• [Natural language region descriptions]
────────
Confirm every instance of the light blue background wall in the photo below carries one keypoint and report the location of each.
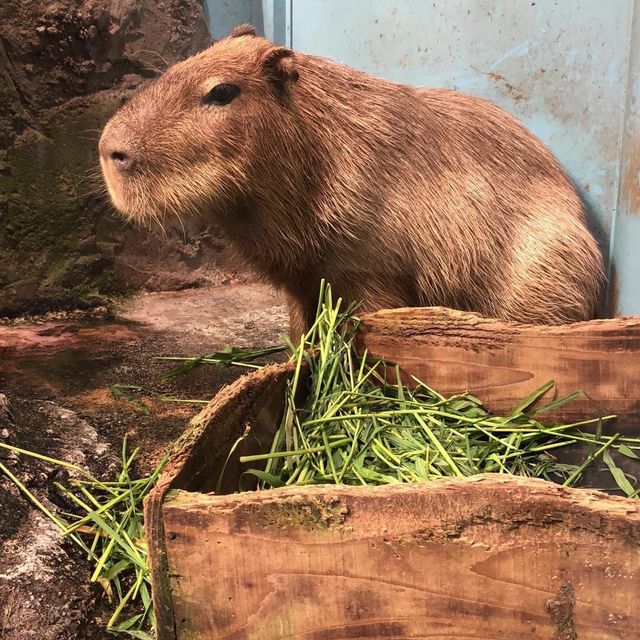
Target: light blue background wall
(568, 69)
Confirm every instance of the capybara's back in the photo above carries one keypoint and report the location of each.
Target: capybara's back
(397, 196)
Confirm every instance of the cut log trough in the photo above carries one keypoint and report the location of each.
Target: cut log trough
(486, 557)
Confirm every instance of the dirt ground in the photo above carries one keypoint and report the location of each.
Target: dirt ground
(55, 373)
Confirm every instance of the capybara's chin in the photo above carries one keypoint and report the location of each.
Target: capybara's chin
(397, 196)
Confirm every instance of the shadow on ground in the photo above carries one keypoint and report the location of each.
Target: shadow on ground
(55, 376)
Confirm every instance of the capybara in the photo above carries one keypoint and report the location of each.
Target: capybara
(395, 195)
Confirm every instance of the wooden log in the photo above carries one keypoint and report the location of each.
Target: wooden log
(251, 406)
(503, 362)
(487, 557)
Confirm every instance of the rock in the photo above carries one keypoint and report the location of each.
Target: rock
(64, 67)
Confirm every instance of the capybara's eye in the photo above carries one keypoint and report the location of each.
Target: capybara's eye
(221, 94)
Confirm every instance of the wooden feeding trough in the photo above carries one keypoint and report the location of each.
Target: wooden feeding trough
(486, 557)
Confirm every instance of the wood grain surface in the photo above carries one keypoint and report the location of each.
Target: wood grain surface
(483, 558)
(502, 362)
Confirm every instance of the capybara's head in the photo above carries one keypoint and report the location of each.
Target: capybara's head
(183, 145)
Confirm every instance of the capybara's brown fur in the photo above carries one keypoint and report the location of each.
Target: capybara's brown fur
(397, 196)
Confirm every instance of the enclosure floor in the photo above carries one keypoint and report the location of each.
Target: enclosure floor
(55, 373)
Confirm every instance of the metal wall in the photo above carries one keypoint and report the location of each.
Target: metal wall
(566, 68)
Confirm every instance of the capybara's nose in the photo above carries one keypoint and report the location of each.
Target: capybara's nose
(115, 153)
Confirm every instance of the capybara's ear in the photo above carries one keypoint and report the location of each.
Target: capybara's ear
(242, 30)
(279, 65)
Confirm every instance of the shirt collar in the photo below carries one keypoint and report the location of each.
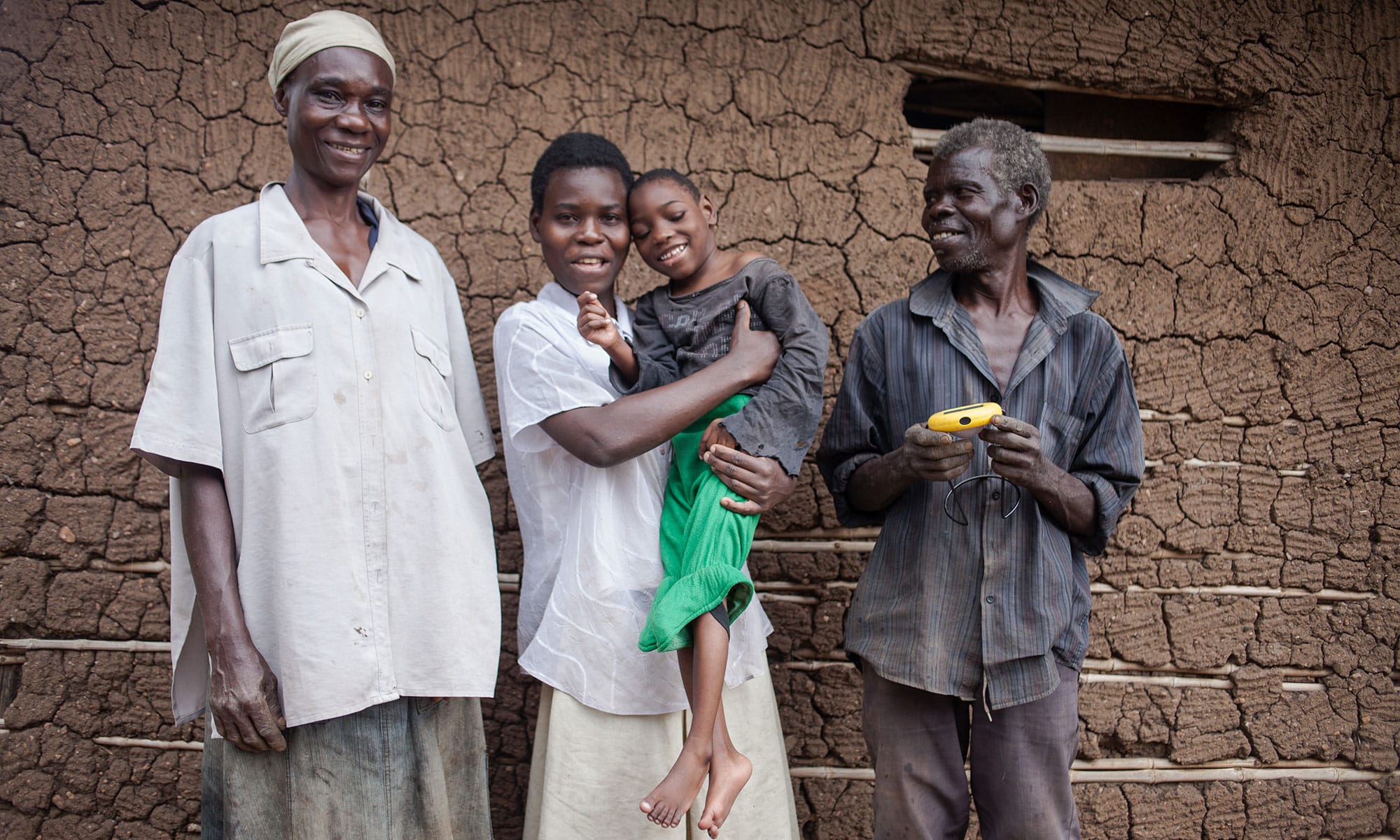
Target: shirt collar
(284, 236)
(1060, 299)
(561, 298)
────────
• [Exercise] Print all data above verbatim, except pictures.

• [Output below]
Confirm every instance of the light blue background wall in the photo below carries one keypoint and report the location of each.
Target: light blue background wall
(568, 69)
Confirm every instance of the capybara's back in the photo above carries one keypoint and report the location of each.
Target: capybara's back
(397, 196)
Confirm every instance of the cut log trough in the photo above carries one keypoint and report the location of each.
Target: cut log trough
(486, 557)
Confirm every instance of the dirt ground in the photo above carries one keypoint and report the location of each.
Target: dirt ground
(55, 373)
Confirm every instance of the capybara's chin in the photo above carries one keypoint and report the location of each.
Target: capybara's chin
(397, 196)
Confirm every instance of the shadow on ground in the photo above carries one keypoint and report the location of each.
Target: shadow on ground
(55, 376)
Confirm every instance of the capybara in the photo above carries one keypoint and report the location of each.
Target: capybara
(395, 195)
Confirm every instance of the wooden log in the photo above carries one keypoint and report the location of each.
Target: wooden log
(251, 406)
(503, 362)
(487, 557)
Confirm every instance of the rock in the photo above carries one keypoint and report the location of each.
Target: rock
(64, 67)
Confirm every instance of the capybara's eye in the photo above carries one keypoint and report the location of each.
Target: capybara's eye
(221, 94)
Confirm every instance of the wooden feeding trough in the photo above carries one keypoint and report the location of each.
Target: wooden feeding trough
(486, 557)
Confirm every instance of the wood grain surface in the photo above carries one keypoint and report the location of each.
Target: wood grain surface
(483, 558)
(502, 362)
Confirm every instance of the capybara's head in the photo above carries one keypoint and report the location of each.
Target: capybara's head
(183, 145)
Confirm every instance of the capybara's brown fur in the photo above carries one keypoint and report the location of each.
Target: capybara's brown fur
(397, 196)
Confirm every instance of the enclosure floor in the photo above carries one keypoint and report the location of each.
Target: enclosure floor
(55, 373)
Confirm every instance of the metal wall in the photo above carries one keypoint and report the location of each.
Target: metal wall
(566, 68)
Confirm every instance of the capybara's nose in the photo above carries one keypoint and report the location of each.
Target: capybara's nose
(115, 153)
Confirm every instance of the capybara's ear in the photo above carries one keypoint and report the location of each.
Target: capybara's ear
(242, 30)
(279, 65)
Confirm every instance of the shirt collar in the photo below carries one keypoint and report the location of each.
Target: shirt collar
(284, 236)
(1060, 299)
(561, 298)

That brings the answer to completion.